▶ [Work item] Your task is to copy each line of the records that includes the string "rope".

════════════════════

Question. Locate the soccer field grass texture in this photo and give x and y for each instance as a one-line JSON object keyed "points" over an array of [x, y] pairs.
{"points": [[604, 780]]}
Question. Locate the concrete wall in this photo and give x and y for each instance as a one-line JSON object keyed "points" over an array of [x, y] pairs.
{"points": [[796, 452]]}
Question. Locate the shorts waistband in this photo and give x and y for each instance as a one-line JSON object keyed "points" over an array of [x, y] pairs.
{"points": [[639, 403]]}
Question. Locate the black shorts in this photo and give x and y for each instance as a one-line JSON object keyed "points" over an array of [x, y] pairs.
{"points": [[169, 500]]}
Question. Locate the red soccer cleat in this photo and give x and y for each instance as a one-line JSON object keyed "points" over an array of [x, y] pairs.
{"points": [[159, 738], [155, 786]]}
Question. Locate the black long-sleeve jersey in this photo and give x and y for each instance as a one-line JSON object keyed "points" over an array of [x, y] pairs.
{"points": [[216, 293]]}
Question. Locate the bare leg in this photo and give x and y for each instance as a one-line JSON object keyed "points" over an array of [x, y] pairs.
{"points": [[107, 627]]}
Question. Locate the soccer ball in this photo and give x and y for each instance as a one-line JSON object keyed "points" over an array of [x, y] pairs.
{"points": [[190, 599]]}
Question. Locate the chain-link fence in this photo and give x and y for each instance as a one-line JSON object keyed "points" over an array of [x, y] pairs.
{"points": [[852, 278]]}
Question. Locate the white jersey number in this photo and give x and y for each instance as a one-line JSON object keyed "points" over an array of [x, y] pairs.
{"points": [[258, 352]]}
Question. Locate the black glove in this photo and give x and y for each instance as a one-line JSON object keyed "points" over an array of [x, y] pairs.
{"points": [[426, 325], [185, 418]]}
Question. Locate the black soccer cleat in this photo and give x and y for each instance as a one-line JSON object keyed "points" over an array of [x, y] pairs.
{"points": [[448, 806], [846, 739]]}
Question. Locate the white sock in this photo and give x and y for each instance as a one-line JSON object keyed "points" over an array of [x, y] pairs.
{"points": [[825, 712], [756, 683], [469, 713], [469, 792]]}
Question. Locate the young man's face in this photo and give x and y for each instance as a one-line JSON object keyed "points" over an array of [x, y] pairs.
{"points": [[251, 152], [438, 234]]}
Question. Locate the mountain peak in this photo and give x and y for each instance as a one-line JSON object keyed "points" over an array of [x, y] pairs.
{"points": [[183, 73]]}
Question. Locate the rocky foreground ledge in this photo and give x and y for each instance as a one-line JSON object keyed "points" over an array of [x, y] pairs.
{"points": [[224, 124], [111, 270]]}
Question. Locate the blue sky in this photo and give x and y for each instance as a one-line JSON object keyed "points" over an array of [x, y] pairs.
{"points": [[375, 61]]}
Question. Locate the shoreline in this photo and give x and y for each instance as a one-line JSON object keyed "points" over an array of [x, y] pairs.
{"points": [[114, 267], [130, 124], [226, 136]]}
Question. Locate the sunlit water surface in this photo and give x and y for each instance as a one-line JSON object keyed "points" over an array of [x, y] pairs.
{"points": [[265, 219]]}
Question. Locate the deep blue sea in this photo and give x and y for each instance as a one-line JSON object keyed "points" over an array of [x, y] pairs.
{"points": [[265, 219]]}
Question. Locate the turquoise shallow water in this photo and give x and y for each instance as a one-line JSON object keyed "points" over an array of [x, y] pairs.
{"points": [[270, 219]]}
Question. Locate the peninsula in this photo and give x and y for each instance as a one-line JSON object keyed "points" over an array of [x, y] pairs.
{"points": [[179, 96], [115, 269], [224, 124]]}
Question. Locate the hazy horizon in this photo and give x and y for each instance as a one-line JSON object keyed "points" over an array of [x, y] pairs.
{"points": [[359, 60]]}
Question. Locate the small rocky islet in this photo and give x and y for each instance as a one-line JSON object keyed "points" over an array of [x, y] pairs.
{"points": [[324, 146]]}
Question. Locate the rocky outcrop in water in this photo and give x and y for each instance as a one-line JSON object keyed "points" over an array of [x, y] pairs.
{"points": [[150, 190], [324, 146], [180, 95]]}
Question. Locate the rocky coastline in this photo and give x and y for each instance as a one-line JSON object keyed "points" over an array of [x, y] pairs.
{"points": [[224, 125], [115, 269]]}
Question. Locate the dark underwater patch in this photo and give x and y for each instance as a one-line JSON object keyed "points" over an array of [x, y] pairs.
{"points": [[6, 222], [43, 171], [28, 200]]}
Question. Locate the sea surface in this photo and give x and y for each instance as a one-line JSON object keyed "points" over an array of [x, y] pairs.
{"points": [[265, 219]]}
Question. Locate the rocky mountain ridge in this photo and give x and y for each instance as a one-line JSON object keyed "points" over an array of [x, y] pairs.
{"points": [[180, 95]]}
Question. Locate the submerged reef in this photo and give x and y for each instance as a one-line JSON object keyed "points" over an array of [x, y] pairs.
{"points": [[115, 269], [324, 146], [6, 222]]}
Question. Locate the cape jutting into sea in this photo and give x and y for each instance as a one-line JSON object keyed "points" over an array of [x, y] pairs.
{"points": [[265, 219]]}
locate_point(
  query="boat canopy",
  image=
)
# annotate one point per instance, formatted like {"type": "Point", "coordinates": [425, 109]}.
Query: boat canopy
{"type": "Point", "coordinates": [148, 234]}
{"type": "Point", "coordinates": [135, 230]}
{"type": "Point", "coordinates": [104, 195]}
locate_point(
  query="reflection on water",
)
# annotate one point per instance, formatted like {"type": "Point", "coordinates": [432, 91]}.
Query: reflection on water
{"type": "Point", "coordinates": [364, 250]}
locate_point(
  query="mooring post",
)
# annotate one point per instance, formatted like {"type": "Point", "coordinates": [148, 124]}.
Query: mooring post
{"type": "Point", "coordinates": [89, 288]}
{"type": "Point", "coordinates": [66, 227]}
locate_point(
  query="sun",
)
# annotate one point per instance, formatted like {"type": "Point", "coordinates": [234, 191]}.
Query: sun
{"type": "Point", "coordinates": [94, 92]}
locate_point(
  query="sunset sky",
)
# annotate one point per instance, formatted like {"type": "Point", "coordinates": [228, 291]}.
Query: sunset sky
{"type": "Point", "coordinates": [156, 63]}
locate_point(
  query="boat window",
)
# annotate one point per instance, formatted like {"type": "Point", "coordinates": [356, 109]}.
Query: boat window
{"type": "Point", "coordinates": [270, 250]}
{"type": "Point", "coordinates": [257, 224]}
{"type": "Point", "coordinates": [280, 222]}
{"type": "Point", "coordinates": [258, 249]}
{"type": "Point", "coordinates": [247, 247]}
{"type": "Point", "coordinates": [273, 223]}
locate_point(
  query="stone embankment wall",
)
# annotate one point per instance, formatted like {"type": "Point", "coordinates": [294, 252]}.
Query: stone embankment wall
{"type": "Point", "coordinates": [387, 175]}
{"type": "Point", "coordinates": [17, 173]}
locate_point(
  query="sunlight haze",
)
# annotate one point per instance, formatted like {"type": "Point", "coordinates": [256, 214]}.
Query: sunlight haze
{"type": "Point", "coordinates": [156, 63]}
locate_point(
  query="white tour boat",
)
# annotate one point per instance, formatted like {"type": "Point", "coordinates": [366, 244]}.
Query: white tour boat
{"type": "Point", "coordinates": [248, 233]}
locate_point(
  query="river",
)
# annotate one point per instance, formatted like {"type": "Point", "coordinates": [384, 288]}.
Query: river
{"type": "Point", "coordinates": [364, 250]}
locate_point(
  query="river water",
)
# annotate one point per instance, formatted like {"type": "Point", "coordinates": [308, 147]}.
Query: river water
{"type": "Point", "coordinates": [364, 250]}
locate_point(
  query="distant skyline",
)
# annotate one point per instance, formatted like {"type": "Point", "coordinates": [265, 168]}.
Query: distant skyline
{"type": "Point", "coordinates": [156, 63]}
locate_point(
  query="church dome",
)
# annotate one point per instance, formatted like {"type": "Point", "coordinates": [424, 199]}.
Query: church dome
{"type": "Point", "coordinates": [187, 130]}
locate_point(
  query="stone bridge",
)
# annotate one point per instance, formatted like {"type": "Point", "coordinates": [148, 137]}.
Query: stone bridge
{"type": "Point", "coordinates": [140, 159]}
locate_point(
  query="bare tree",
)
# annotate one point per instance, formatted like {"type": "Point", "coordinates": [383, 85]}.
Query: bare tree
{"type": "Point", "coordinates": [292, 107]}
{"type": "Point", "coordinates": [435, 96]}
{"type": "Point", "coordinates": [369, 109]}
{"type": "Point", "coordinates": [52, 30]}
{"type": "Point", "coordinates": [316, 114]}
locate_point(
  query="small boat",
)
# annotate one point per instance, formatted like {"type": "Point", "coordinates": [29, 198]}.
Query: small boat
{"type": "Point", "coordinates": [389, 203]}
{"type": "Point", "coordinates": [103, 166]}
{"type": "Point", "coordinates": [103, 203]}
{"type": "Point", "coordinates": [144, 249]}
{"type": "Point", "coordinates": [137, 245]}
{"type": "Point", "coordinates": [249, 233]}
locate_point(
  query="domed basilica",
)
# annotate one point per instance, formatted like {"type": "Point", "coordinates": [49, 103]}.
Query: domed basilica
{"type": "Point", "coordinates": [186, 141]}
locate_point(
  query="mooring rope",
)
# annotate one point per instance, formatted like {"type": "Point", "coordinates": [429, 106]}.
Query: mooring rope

════════════════════

▶ [Result of this task]
  query="mooring rope",
Query: mooring rope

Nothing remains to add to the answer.